• Problem requirements
Render every line of the entries below as a Markdown table with the columns "Row" and "Line", numbering the rows and skipping blank lines. Leave the pictures out of the table.

* Start Dataset records *

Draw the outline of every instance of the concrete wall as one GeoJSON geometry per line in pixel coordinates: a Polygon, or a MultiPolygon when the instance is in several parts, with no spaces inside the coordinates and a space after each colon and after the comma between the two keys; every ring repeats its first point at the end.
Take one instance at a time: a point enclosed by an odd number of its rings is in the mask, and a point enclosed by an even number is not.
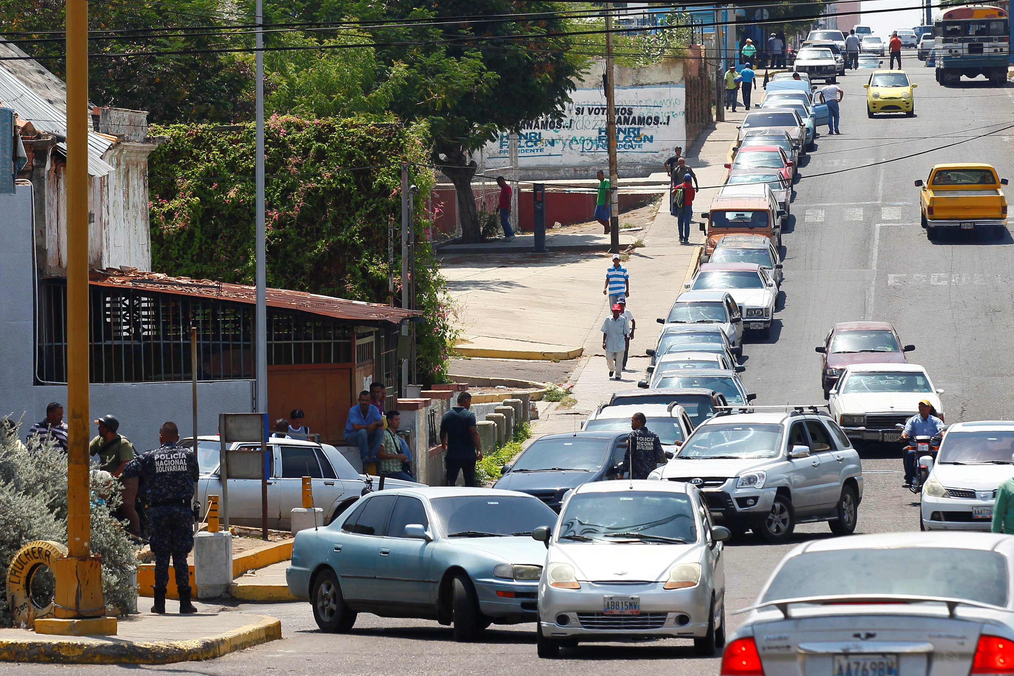
{"type": "MultiPolygon", "coordinates": [[[[22,181],[23,182],[23,181],[22,181]]],[[[10,415],[30,426],[46,416],[46,404],[66,404],[67,387],[34,383],[34,284],[32,265],[32,194],[18,184],[14,195],[0,195],[0,417],[10,415]]],[[[191,433],[191,384],[117,383],[90,387],[90,421],[105,414],[120,419],[120,431],[140,449],[158,445],[158,427],[175,421],[191,433]]],[[[252,410],[249,380],[198,384],[198,427],[218,432],[218,414],[252,410]]]]}

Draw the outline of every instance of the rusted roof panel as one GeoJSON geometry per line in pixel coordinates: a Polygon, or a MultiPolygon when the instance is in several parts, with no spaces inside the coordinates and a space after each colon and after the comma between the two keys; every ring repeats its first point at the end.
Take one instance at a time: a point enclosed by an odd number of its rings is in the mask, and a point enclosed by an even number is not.
{"type": "MultiPolygon", "coordinates": [[[[189,277],[170,277],[161,273],[142,273],[133,268],[91,271],[88,284],[99,287],[128,288],[143,291],[194,296],[237,303],[254,304],[257,289],[245,284],[226,284],[213,280],[194,280],[189,277]]],[[[388,307],[377,303],[364,303],[344,298],[333,298],[303,291],[268,289],[268,305],[286,310],[300,310],[349,321],[389,321],[399,323],[419,312],[388,307]]]]}

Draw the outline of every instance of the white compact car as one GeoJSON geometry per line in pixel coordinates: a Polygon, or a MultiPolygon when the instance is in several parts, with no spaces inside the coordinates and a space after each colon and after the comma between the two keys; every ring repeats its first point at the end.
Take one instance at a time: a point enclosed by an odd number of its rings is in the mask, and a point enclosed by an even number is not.
{"type": "Polygon", "coordinates": [[[990,530],[1000,483],[1014,475],[1014,422],[957,423],[923,484],[923,530],[990,530]]]}
{"type": "Polygon", "coordinates": [[[943,420],[942,389],[919,364],[853,364],[827,396],[831,417],[852,439],[896,442],[904,424],[928,399],[943,420]]]}
{"type": "Polygon", "coordinates": [[[779,564],[722,655],[725,676],[1009,674],[1014,537],[811,540],[779,564]]]}
{"type": "Polygon", "coordinates": [[[579,642],[692,639],[700,656],[725,644],[722,541],[697,489],[599,481],[564,501],[538,582],[538,657],[579,642]]]}

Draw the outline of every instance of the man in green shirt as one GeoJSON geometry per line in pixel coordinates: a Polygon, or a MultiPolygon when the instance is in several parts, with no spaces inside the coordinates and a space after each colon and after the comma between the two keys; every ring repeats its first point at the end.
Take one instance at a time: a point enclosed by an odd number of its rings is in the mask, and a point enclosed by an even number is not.
{"type": "Polygon", "coordinates": [[[598,178],[598,199],[595,200],[594,219],[602,224],[605,234],[609,234],[609,181],[601,169],[595,172],[595,177],[598,178]]]}
{"type": "Polygon", "coordinates": [[[992,530],[994,533],[1014,535],[1014,476],[1002,481],[997,489],[992,530]]]}

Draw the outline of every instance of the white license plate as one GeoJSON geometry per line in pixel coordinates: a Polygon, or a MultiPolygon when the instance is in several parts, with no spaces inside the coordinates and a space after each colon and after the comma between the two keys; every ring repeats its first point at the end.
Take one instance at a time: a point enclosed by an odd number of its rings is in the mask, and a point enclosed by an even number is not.
{"type": "Polygon", "coordinates": [[[897,676],[896,655],[836,655],[831,676],[897,676]]]}
{"type": "Polygon", "coordinates": [[[603,599],[602,612],[606,615],[640,615],[640,596],[606,596],[603,599]]]}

* End Dataset records *

• Result of the exercise
| Row | Line |
|---|---|
| 1 | Draw the outline of every instance of the concrete wall as one GeoJSON geometry per line in pixel coordinates: a Polygon, or a MultiPolygon when the instance is in several parts, with no spaces inside the coordinates and a space after each colon and after the comma between the two keys; every ring repeats its first point at the end. |
| 2 | Take one instance at a time: a point enclosed by an odd number of its rings is in the mask, and a point enclosed by an even number is not. |
| 3 | {"type": "MultiPolygon", "coordinates": [[[[22,181],[23,182],[23,181],[22,181]]],[[[10,415],[30,426],[46,416],[46,404],[66,404],[67,387],[34,383],[34,284],[32,265],[32,194],[18,184],[14,195],[0,195],[0,417],[10,415]]],[[[191,433],[191,384],[117,383],[90,387],[90,421],[105,414],[120,419],[120,431],[140,449],[158,445],[158,427],[175,421],[191,433]]],[[[252,410],[249,380],[198,384],[198,427],[218,432],[218,414],[252,410]]]]} |
| 4 | Draw the outline of every instance of the rusted roof panel as one GeoJSON geometry per line in pixel coordinates: a Polygon, or a MultiPolygon when the instance is in several parts, with no spaces inside the coordinates and a space after each colon and after the comma between the two keys; every ring repeats its first point at the end. |
| 5 | Take one instance at a time: a point enclosed by an odd number of its rings is in the mask, and a point enclosed by an even number is not. |
| 6 | {"type": "MultiPolygon", "coordinates": [[[[189,277],[170,277],[161,273],[142,273],[133,268],[91,271],[88,284],[99,287],[128,288],[143,291],[194,296],[237,303],[254,304],[257,289],[245,284],[226,284],[213,280],[194,280],[189,277]]],[[[388,307],[377,303],[364,303],[344,298],[333,298],[303,291],[268,289],[268,305],[286,310],[300,310],[349,321],[389,321],[399,323],[419,312],[388,307]]]]} |
| 7 | Draw the outline of every instance of the white compact car as one GeoJSON geometry per line in pixel coordinates: a Polygon, or a MultiPolygon when the instance is in several parts, with no spaces inside the coordinates and a space after each colon and after the comma between the two keys; every ring repeats its first point at the end. |
| 8 | Take one instance at a time: a point enclosed by an odd number of its rings is in the mask, and a point enclosed by an even number is not. |
| 9 | {"type": "Polygon", "coordinates": [[[990,530],[1000,483],[1014,475],[1014,422],[957,423],[923,484],[923,530],[990,530]]]} |
| 10 | {"type": "Polygon", "coordinates": [[[943,420],[942,389],[919,364],[853,364],[827,396],[831,417],[852,439],[896,442],[904,424],[928,399],[943,420]]]} |
| 11 | {"type": "Polygon", "coordinates": [[[779,564],[722,655],[725,676],[1009,674],[1014,537],[811,540],[779,564]]]} |
| 12 | {"type": "Polygon", "coordinates": [[[579,642],[692,639],[700,656],[725,644],[722,541],[697,489],[599,481],[564,501],[538,582],[538,657],[579,642]]]} |
| 13 | Draw the outline of every instance of the man in green shirt as one GeoJSON geometry per line in pixel coordinates: a Polygon, or a MultiPolygon when the instance is in several parts, with no spaces inside the coordinates and a space after each colon and after the comma between the two keys; every ring repeats its first point at the end. |
| 14 | Take one instance at a time: a point enclosed by an odd number of its rings is in the mask, and a point enclosed by an even number is not. |
| 15 | {"type": "Polygon", "coordinates": [[[598,178],[598,199],[595,200],[594,219],[602,224],[605,234],[609,234],[609,181],[601,169],[595,172],[595,177],[598,178]]]} |
| 16 | {"type": "Polygon", "coordinates": [[[992,530],[994,533],[1014,535],[1014,476],[1002,481],[997,489],[992,530]]]} |
| 17 | Draw the outline of every instance of the white license plate as one GeoJSON geometry per line in pixel coordinates: a Polygon, or a MultiPolygon when the instance is in several parts, with no spaces inside the coordinates and a space after each colon and after the comma between the two keys; every ring repeats its first point at the end. |
| 18 | Take one instance at a time: a point enclosed by an odd number of its rings is in the mask, and a point enclosed by an even number is not. |
| 19 | {"type": "Polygon", "coordinates": [[[897,676],[896,655],[836,655],[831,676],[897,676]]]} |
| 20 | {"type": "Polygon", "coordinates": [[[603,599],[602,612],[606,615],[640,615],[640,596],[606,596],[603,599]]]} |